# Aim of the task:
Can you express the records below as a Markdown table with the columns Row and Text, starting at the beginning of the records and ending at the line that contains "x=149 y=276"? Skip blank lines, and leave the pictures out of your answer.

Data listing
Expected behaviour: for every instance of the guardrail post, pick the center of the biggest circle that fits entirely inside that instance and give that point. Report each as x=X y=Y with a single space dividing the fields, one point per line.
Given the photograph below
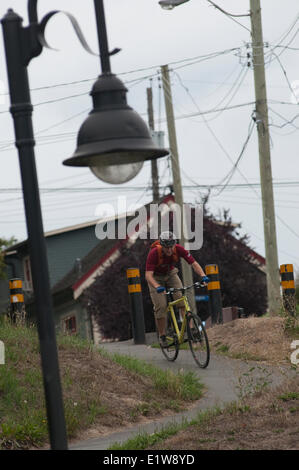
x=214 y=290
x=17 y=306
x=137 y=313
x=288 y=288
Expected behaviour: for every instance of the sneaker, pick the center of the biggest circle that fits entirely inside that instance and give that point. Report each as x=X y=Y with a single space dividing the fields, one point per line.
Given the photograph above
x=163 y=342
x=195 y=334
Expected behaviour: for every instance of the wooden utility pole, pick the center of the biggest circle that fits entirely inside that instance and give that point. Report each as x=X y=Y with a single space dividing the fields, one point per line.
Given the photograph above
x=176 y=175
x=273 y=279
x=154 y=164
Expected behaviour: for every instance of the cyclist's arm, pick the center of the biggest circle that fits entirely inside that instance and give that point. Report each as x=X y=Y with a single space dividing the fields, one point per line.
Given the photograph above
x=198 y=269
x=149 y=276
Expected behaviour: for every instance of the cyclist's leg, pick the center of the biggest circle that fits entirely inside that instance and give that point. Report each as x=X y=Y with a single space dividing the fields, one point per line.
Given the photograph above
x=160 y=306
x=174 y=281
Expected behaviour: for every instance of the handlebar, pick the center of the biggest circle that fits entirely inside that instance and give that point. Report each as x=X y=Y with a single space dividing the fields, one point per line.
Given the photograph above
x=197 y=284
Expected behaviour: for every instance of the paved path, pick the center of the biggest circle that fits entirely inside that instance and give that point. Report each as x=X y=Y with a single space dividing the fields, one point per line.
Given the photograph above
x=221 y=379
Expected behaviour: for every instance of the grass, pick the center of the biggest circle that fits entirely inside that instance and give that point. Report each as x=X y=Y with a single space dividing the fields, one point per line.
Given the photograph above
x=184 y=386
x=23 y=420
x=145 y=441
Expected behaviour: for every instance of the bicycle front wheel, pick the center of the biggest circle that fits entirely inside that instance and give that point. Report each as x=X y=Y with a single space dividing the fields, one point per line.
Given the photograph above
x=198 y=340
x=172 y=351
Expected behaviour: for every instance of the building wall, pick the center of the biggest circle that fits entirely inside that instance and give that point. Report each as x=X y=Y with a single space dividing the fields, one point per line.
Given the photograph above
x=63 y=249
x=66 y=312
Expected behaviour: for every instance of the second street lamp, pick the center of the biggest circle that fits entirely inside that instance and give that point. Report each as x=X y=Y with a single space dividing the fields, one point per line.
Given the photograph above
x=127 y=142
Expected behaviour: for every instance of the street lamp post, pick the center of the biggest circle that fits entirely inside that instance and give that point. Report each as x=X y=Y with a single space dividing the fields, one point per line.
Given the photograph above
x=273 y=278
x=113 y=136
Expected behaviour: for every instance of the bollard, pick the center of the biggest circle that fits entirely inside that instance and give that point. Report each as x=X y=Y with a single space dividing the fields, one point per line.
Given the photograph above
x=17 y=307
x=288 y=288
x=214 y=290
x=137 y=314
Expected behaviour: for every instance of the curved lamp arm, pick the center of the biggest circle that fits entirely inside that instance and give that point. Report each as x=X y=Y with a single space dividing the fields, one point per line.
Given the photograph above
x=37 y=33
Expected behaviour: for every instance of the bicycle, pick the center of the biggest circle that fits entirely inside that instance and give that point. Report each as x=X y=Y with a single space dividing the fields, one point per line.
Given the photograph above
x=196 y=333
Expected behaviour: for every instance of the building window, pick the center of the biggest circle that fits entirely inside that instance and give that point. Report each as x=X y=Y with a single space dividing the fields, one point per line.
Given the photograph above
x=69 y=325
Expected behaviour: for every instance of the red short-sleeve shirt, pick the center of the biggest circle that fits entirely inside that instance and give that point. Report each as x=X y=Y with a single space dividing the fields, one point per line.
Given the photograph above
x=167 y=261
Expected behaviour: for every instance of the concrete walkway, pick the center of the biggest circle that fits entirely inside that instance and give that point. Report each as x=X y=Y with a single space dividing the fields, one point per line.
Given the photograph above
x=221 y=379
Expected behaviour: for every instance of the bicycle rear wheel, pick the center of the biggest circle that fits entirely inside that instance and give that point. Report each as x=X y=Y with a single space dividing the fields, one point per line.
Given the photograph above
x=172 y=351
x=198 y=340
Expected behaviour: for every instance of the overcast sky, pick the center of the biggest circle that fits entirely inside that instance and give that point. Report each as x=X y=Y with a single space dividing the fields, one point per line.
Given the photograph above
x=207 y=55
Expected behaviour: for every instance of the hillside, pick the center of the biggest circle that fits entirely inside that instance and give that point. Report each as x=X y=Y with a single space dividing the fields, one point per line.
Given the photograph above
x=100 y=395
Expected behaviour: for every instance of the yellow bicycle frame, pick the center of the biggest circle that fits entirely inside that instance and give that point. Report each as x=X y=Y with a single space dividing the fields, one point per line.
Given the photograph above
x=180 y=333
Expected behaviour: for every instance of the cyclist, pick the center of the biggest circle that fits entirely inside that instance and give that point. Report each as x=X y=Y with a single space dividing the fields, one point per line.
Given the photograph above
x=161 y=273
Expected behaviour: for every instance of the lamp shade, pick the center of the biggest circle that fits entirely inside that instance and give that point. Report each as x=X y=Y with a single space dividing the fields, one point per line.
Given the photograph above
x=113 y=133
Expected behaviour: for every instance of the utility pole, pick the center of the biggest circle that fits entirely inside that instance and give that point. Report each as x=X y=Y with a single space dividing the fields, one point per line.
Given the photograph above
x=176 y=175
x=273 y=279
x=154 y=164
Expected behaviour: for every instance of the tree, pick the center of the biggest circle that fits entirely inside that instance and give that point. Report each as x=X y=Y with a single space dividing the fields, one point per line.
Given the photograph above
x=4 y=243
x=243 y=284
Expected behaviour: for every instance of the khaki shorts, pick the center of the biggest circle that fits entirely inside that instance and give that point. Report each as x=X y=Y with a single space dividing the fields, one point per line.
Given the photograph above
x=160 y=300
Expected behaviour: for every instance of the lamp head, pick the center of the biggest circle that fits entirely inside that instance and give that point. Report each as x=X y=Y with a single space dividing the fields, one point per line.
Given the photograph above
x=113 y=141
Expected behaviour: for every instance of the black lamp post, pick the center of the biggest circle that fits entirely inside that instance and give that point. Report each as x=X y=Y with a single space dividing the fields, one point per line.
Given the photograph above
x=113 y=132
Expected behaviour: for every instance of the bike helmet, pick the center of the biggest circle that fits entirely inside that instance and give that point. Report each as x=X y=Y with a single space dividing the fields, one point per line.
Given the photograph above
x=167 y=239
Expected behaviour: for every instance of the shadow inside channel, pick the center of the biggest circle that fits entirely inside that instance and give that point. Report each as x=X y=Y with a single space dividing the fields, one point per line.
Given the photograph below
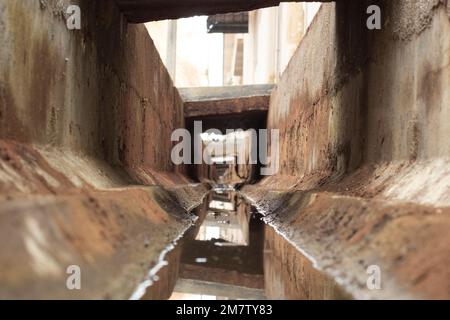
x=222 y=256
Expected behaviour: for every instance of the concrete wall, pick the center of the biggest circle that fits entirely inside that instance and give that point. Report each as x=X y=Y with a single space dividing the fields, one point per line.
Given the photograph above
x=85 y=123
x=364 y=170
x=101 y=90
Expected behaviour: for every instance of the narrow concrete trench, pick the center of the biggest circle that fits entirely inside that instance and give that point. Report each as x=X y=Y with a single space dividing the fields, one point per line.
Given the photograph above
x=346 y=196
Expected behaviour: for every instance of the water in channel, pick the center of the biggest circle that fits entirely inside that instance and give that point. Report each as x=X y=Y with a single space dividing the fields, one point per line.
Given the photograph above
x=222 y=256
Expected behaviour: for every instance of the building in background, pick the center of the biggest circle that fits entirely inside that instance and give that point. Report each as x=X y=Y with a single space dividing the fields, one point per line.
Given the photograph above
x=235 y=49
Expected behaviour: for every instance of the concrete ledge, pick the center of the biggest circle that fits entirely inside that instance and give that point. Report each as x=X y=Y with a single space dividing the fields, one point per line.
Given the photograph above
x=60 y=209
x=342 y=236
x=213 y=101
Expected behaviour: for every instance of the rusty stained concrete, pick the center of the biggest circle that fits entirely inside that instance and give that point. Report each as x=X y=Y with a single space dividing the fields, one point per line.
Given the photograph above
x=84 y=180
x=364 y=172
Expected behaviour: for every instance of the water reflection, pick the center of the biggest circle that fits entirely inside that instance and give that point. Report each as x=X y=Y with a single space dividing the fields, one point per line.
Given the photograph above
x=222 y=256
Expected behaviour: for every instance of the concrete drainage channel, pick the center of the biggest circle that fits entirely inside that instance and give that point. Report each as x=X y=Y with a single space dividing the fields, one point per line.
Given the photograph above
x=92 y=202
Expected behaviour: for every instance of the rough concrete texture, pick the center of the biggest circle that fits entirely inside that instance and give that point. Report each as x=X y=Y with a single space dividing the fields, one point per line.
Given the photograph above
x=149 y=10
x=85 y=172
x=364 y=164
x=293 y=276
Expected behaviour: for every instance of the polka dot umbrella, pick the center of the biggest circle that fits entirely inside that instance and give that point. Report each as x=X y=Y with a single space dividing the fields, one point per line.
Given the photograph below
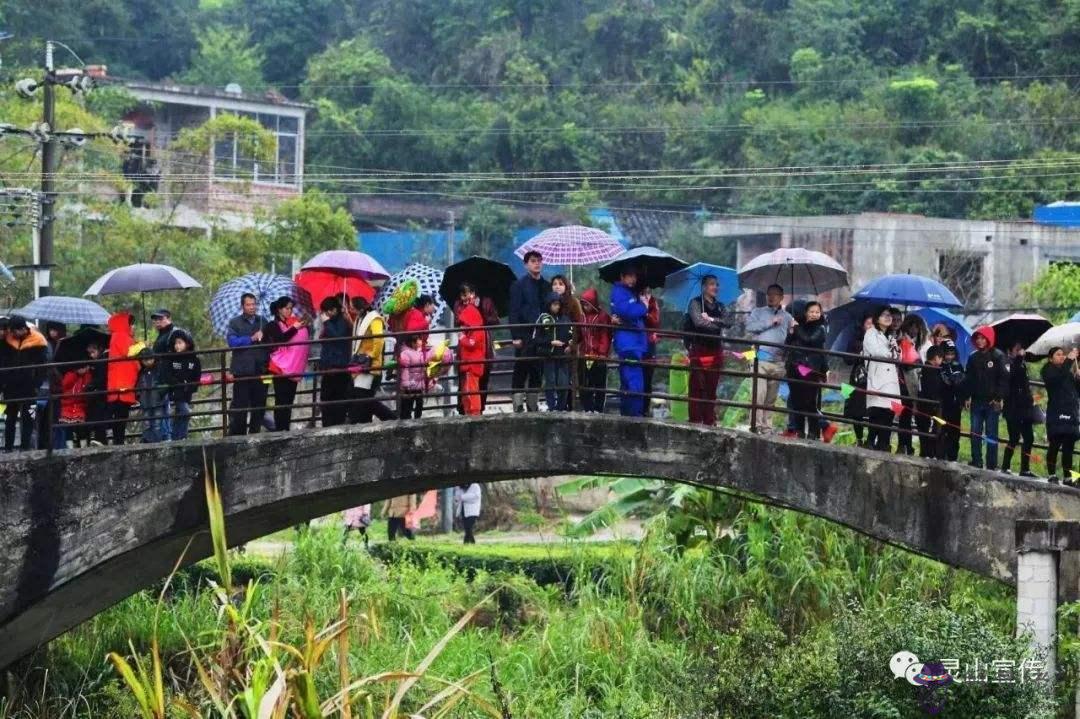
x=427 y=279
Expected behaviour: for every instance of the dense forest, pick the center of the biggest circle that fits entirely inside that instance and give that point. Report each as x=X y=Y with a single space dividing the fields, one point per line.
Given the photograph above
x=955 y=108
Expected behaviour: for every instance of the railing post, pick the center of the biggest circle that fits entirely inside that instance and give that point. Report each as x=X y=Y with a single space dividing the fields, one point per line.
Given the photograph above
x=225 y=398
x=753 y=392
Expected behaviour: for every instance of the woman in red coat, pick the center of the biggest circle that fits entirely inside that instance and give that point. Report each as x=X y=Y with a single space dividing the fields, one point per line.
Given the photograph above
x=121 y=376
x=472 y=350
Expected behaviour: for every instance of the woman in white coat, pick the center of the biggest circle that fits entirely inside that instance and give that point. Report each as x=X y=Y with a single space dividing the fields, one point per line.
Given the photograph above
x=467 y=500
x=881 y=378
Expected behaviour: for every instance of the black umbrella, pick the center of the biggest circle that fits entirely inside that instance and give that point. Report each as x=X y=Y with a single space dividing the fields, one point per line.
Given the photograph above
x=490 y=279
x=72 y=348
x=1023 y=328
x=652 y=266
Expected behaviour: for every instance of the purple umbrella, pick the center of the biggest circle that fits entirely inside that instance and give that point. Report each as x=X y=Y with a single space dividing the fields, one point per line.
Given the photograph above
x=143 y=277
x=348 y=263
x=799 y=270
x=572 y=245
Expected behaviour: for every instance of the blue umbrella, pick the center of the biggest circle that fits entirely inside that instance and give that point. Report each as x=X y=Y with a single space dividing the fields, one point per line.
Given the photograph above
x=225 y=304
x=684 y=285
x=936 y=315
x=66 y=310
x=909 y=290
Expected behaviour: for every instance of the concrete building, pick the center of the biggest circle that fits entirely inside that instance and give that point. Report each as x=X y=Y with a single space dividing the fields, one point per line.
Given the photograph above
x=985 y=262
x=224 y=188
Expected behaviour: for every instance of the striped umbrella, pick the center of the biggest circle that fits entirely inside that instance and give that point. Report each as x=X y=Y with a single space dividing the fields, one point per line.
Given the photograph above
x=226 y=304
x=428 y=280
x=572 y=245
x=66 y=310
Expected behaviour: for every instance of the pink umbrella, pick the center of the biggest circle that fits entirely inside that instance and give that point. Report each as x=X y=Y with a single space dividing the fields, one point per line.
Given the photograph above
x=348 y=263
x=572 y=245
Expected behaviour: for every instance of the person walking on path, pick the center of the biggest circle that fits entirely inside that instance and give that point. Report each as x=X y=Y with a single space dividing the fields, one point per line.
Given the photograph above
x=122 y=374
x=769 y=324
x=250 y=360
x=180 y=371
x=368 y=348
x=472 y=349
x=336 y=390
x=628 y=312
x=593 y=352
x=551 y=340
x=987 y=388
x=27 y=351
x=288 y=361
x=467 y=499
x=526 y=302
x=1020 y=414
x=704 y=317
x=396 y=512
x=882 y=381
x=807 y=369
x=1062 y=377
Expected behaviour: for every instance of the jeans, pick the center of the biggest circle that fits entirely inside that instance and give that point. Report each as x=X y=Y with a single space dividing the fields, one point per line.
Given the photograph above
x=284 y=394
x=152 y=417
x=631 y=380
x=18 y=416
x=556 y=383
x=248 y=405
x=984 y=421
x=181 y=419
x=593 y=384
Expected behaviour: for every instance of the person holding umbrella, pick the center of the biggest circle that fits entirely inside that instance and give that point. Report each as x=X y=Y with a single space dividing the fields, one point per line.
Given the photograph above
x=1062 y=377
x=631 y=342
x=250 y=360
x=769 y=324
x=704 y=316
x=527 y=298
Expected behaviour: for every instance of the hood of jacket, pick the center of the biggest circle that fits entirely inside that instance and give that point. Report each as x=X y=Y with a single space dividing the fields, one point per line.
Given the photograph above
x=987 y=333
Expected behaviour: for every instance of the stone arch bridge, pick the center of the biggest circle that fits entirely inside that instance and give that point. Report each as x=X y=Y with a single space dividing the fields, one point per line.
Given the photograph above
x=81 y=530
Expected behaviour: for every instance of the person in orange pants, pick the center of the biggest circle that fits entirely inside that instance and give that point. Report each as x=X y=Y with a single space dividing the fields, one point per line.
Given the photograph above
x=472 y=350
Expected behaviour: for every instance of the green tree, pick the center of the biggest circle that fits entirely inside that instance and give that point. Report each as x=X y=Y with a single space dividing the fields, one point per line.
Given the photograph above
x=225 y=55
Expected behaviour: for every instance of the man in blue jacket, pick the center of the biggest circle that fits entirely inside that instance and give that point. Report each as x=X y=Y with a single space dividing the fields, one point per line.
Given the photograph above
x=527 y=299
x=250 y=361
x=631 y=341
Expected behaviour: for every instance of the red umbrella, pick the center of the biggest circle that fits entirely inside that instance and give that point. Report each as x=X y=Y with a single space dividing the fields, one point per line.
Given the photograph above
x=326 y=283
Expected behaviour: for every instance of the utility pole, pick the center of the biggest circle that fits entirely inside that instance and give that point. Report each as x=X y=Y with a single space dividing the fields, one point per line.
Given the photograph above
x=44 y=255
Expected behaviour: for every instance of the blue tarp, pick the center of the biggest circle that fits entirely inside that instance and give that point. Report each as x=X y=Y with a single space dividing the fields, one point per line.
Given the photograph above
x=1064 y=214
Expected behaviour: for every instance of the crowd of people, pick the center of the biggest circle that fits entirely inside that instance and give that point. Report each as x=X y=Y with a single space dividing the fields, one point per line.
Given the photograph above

# Answer to this exercise:
| Row | Text |
|---|---|
| 1 | Expected behaviour: for every instance of the guardrail post, pick the center of the biggest circle that fits entirely inside that instance and give that point. Report each as x=X y=Y with a single space dividing the fields, one point per line. |
| 2 | Given the photograph below |
| 3 | x=214 y=290 |
| 4 | x=17 y=306 |
| 5 | x=137 y=313 |
| 6 | x=288 y=288 |
| 7 | Expected behaviour: for every instance of the sneaker, pick the center of the biggest circle that fits entirely inside that instance and give that point. Report each as x=X y=Y with a single space dividing the fields, one point per line. |
| 8 | Given the photograph above |
| 9 | x=163 y=342 |
| 10 | x=195 y=334 |
| 11 | Expected behaviour: for every instance of the wooden utility pole, pick the center of the biggest circle that fits entirely inside that instance and give that point. Report each as x=X y=Y with a single space dividing the fields, one point per line. |
| 12 | Given the photograph above |
| 13 | x=176 y=175 |
| 14 | x=273 y=279 |
| 15 | x=154 y=164 |
| 16 | Expected behaviour: for every instance of the cyclist's arm, pick the center of the biggest circle that fits entirely inside that instance and give that point. Report each as x=X y=Y with a single space dividing the fields, one point per line. |
| 17 | Given the photograph above |
| 18 | x=198 y=269 |
| 19 | x=149 y=276 |